**What you will do**.
a) List every socket option constant beginning with "TCP_" that appears in the TCP timeout review.
b) Reproduce the TCP timeout review between "http://man7.org/linux/man-pages/man7/tcp.7.html" and "comment protrudes left.", inclusive, renaming "forcibly" to "forcefully".

It look good, but still I have some comments.

+        Specifies the number of milliseconds that transmitted data may
+        remain unacknowledged before a connection is forcefully closed.

Hmm. "forcefully" means powerful or assertive, in Japanese "力強く
" or "強硬に".  "forcibly" means acoomplished through force, in
Japanesee "無理やり" or "強引に". Actually the latter is used in
man 7 tcp.

http://man7.org/linux/man-pages/man7/tcp.7.html
>  time in milliseconds that transmitted data may remain
>  unacknowledged before TCP will forcibly close the
>  corresponding connection and return ETIMEDOUT to the

+#tcp_user_timeout = 0        # TCP_USER_TIMEOUT, in milliseconds;

The comment protrudes left.

+# - TCP USER TIMEOUT -

Just above in the sample file, there are lines like this:

> # - TCP Keepalives -
> # see "man 7 tcp" for details
> 
> #tcp_keepalives_idle = 0        # TCP_KEEPIDLE, in seconds;

Couldn't we have the new variable in the section, like this?

-# - TCP Keepalives -
+# - TCP timeout settings -
 # see "man 7 tcp" for details
..
 #tcp_keepalives_count = 0        # TCP_KEEPCNT;
                     # 0 selects the system default
+#tcp_user_timeout = 0            # TCP_USER_TIMEOUT, in milliseconds;
                    # 0 selects the system default


regars.

-- 
Kyotaro Horiguchi
NTT Open Source Software Center

RE: Timeout parameters

From
"Nagaura, Ryohei"
Date:
Hi Horiguchi-san,
Thank you so much for your review!

> From: Kyotaro HORIGUCHI [mailto:horiguchi.kyotaro@lab.ntt.co.jp]
> Hmm. "forcefully" means powerful or assertive, in Japanese "力強く
> " or "強硬に".  "forcibly" means acoomplished through force, in Japanesee "
> 無理やり" or "強引に". Actually the latter is used in man 7 tcp.

**Recorded data**.
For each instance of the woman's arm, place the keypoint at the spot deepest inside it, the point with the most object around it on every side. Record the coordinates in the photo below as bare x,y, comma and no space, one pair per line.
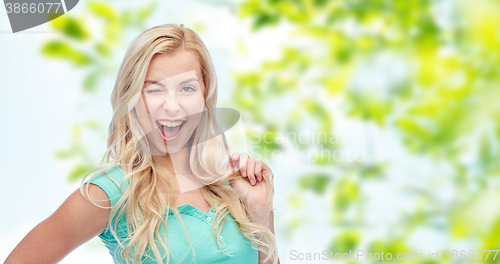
75,222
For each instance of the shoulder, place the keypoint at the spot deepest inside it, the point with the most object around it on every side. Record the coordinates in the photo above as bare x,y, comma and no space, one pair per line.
111,182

**Solutions**.
a) TCP_USER_TIMEOUT, TCP_KEEPIDLE, TCP_KEEPCNT

b)
http://man7.org/linux/man-pages/man7/tcp.7.html
>  time in milliseconds that transmitted data may remain
>  unacknowledged before TCP will forcefully close the
>  corresponding connection and return ETIMEDOUT to the

+#tcp_user_timeout = 0        # TCP_USER_TIMEOUT, in milliseconds;

The comment protrudes left.